EXERCISE DIRECTIONS - Please turn the whole listing below into a JSON list of strings, one string per line, with blank lines left out.

Bounding-box records -
## start

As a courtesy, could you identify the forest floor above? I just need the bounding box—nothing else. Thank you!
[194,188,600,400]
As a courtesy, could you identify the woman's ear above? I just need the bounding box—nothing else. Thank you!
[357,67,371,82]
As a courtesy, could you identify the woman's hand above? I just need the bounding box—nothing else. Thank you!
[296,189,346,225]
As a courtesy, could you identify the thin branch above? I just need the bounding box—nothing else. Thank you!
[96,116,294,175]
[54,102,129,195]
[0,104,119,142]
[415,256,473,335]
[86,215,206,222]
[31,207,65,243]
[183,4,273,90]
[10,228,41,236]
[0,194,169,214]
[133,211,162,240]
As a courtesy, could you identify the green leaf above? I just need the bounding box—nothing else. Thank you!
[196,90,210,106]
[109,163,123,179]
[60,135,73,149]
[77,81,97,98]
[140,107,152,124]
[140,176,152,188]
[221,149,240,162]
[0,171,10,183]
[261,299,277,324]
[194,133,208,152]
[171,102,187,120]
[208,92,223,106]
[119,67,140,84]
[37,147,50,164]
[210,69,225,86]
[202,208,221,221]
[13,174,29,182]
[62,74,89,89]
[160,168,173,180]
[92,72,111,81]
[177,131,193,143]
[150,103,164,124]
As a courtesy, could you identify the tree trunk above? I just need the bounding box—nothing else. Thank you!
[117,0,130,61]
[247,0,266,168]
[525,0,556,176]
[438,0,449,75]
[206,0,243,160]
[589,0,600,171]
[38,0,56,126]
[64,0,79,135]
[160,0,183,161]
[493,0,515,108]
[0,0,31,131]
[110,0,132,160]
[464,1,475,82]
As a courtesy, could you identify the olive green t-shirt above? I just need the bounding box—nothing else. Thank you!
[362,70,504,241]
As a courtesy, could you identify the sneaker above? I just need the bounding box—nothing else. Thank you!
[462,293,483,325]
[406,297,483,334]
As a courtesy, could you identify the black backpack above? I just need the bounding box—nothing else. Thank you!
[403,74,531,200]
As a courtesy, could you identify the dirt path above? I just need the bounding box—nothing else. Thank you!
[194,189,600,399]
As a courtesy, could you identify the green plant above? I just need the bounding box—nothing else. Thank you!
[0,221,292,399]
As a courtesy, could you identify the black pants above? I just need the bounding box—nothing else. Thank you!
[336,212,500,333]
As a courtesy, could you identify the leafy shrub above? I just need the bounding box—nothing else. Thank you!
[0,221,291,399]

## end

COMPLETE ANSWER -
[
  "As a courtesy, could you identify the forest floor above? I just need the bounding box—nothing else. Thank you!",
  "[194,188,600,400]",
  "As a courtesy, could you identify the woman's ear above? I just need the bounding box—nothing else. Thank you!",
  "[357,67,371,82]",
  "As a courtesy, could you identify the woman's hand above? I just need the bounding box—nothing else. Thank you!",
  "[296,189,346,225]",
  "As a courtesy, could you identify the thin branch above? I just need the bounding box—nothing else. Thank you!",
  "[96,116,294,175]",
  "[54,102,129,195]",
  "[0,104,119,142]",
  "[415,256,473,335]",
  "[86,215,206,222]",
  "[31,207,65,243]",
  "[183,4,273,90]",
  "[10,228,41,236]",
  "[0,194,169,214]",
  "[133,211,162,240]",
  "As a courtesy, could you identify the green leaf above? I just need the bounding box—nothing else. Thank you!",
  "[196,90,210,106]",
  "[109,163,123,179]",
  "[60,135,73,149]",
  "[77,81,97,98]",
  "[140,107,152,124]",
  "[140,176,152,188]",
  "[221,149,240,162]",
  "[0,171,10,183]",
  "[261,299,277,324]",
  "[194,133,208,152]",
  "[171,102,187,120]",
  "[208,92,223,106]",
  "[119,67,140,84]",
  "[37,147,50,164]",
  "[210,69,225,86]",
  "[202,208,221,221]",
  "[13,174,29,182]",
  "[62,74,89,89]",
  "[160,168,173,180]",
  "[92,72,111,81]",
  "[177,131,193,143]",
  "[150,103,164,124]",
  "As a courtesy, could you identify the tree trunk above? I just need the bounding box—nothing else. Thank you!",
  "[117,0,130,61]",
  "[247,0,266,168]",
  "[525,0,556,176]",
  "[438,0,449,75]",
  "[206,0,243,160]",
  "[589,0,600,171]",
  "[38,0,56,126]",
  "[64,0,79,135]",
  "[160,0,183,161]",
  "[493,0,515,108]",
  "[0,0,31,131]",
  "[110,0,132,160]",
  "[464,1,475,82]",
  "As a courtesy, could you identify the olive green t-shirt above? I just need the bounding box—nothing else. Thank you!",
  "[362,70,504,241]",
  "As a courtesy, could you identify the sneaker above? I just need the bounding box—nothing else. Thank you!",
  "[462,293,483,325]",
  "[406,297,483,334]",
  "As a courtesy, could you identify the black backpack above? I just need the bounding box—nothing else. Thank you!",
  "[403,74,531,200]",
  "As a courtesy, could you identify the dirt path above? I just need the bounding box—nothing else. Thank you!",
  "[194,189,600,399]",
  "As a courtesy, could you identify the green plant above? I just need the bounding box—nothing else. Thank you!",
  "[0,221,292,399]",
  "As a courtesy, could you identify the black pants above? I just need the bounding box—nothing else. Thank you!",
  "[336,212,500,333]",
  "As a courtesy, could you identify the leafy shrub above? I just need the bounding box—nothing else. Thank you!",
  "[0,221,291,399]"
]